### Исходный текст
----
Возвращение из «больницы» - это очередная инициация, очередное рождение, после которого героиня ощущает себя «младенцем, что не освоил новость леденца». Леденец - опосредованная отсылка к речи, возникающий мотив «немоты души» предстает именно как неспособность к творческому крещению, неспособность складывать слова, позабытые за время пребывания в «больнице». «Страдания и сомнения» мозга, претерпевающего тяжкое возвращение к прежнему, привычному «греху» - «опасной гордыни пера» - сменит позже «празднеством» творчества в последующих стихотворениях цикла «Закрытие тетради», «Невольные прегрешения в ночь на 25 декабря» и др. «Больничное» самоощущение знаменовалось осознанием необходимости пушкинской «простоты» стиха и жизни, смирением перед высшими силами - не только Богом, но и богоподобными «целителями» - Боткиным и Солдатенковым, перед властью «медицинских» предметов - энцефалографа и капельницы.

После пребывания в «больнице» героиней еще отчетливей, чем прежде понимается греховность творческой гордыни, но справиться со своей поэтической природой она не в силах. Для самооправдания героини Ахмадулина применяет маленькую хитрость и лукаво переносит гордыню поэта на гордыню пера, перекладывая вину поэта на его инструмент:

Перо - самоуправно, самовластно,
Как страсть его к бумаге превозмочь?
(1, 472).

Итак, «больничный» текст у Ахмадулиной являет собой дискурс состояния между «жизнью» и «смертью», существующих в дихотомии. «Больница» как особое сакральное пространство активизирует «мифологическое» (детское) мышление лирического субъекта/объекта, которым осознается приоритет «простоты жизни» перед «литературой». Соматический уровень «болезни» представлен, в основном, «сердцем», отвечающим за духовную жизнь героини, «творческая» же ее ипостась уходит на периферию, т.к поэтическая функция героини редуцирована в связи с «отключкой мозга» - главного «творящего» центра. Семантической доминантой цикла становится христианское смирение перед «высшими силами» и приятие своего состояния как время искупления «грехов» за «поэтическую гордыню».

Примечания

  1. Стихотворения Б. Ахмадулиной цитируются по: Ахмадулина Б. Влечет меня старинный слог. М., 2001. Далее номер страницы указывается в круглых скобках сразу после цитаты: первая цифра означает условную нумерацию цитируемого издания, вторая – номер страницы.
----
### Исходные данные
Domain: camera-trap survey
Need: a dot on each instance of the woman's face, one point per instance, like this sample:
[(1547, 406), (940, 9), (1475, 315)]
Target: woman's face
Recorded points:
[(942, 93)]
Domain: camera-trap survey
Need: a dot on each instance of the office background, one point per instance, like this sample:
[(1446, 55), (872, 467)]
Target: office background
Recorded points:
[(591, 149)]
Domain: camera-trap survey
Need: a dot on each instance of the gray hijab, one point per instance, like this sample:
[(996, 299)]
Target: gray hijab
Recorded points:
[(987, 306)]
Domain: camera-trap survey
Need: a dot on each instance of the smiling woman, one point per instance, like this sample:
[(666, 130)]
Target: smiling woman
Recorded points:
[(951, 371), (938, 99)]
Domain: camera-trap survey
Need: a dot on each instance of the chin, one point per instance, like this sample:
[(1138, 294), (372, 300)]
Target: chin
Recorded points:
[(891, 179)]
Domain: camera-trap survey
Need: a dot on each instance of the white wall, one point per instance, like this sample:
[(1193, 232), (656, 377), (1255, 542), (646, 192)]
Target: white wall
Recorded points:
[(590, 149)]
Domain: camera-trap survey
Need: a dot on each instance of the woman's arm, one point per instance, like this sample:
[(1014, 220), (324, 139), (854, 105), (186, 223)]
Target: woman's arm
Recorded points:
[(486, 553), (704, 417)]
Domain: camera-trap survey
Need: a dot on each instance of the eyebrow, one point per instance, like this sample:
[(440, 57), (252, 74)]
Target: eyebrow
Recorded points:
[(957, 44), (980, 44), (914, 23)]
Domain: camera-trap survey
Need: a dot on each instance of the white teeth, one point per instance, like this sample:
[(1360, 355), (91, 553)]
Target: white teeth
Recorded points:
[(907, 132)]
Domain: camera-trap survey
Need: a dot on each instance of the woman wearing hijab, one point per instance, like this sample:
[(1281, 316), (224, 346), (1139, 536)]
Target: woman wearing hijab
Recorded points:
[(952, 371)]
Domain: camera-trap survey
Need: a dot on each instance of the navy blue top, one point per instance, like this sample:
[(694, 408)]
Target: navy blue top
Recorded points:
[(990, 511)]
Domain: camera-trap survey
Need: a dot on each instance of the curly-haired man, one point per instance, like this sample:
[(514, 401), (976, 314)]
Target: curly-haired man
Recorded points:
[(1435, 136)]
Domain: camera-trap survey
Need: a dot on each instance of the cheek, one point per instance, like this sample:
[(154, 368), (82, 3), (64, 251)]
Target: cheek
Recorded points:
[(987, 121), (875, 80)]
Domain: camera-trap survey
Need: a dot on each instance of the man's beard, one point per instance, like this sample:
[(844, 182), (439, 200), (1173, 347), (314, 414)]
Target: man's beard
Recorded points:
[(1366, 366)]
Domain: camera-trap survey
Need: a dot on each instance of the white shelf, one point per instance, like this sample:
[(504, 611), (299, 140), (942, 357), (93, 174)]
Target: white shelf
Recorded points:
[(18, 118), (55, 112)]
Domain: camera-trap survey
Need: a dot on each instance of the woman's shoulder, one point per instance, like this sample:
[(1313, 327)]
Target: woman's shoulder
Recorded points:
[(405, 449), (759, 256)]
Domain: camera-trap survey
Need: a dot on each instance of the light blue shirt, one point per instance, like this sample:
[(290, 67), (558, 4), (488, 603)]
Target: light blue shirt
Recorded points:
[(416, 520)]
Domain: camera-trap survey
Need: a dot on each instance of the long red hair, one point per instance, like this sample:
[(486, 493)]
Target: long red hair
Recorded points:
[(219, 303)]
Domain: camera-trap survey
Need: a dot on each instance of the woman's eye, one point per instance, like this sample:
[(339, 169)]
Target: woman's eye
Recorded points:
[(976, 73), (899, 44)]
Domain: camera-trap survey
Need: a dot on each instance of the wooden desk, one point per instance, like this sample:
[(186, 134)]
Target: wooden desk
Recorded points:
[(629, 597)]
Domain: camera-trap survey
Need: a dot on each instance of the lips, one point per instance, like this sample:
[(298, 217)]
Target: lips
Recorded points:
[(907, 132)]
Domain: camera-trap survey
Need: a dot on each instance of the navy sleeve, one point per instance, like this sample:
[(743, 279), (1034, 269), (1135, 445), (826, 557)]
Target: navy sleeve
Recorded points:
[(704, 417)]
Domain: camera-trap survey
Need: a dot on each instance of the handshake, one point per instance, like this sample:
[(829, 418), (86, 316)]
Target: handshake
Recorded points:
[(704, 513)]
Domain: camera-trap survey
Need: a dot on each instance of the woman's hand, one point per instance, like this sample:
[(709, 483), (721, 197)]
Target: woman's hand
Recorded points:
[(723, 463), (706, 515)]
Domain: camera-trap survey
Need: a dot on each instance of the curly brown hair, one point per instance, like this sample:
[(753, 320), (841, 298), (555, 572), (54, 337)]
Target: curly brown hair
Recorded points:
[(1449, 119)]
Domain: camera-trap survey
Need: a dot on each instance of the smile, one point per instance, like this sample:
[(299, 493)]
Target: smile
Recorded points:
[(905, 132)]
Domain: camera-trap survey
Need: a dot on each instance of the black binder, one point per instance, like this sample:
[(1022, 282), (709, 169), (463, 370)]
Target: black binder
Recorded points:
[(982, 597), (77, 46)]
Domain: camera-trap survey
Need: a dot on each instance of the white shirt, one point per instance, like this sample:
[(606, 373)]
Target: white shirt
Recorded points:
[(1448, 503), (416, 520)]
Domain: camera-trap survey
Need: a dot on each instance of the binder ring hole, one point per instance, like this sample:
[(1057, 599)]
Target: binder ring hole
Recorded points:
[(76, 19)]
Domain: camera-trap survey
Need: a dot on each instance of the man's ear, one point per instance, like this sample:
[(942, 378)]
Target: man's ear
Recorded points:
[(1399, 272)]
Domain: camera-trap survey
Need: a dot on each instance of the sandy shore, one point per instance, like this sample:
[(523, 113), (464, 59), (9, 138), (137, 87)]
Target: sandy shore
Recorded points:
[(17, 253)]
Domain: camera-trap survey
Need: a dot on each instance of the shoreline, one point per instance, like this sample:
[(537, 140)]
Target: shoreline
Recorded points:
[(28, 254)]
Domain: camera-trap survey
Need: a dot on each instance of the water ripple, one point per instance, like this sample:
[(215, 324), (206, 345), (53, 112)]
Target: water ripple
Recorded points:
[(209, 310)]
----
### Задания к работе
1. Кого текст о «больничных» стихах Ахмадулиной называет богоподобными «целителями»?
2. Верните без изменений фрагмент текста о «больничных» стихах Ахмадулиной между словами «1. Стихотворения Б.» и «вторая – номер страницы.» включительно.

### Результаты заданий
1. Боткина и Солдатенкова.

2.
1. Стихотворения Б. Ахмадулиной цитируются по: Ахмадулина Б. Влечет меня старинный слог. М., 2001. Далее номер страницы указывается в круглых скобках сразу после цитаты: первая цифра означает условную нумерацию цитируемого издания, вторая – номер страницы.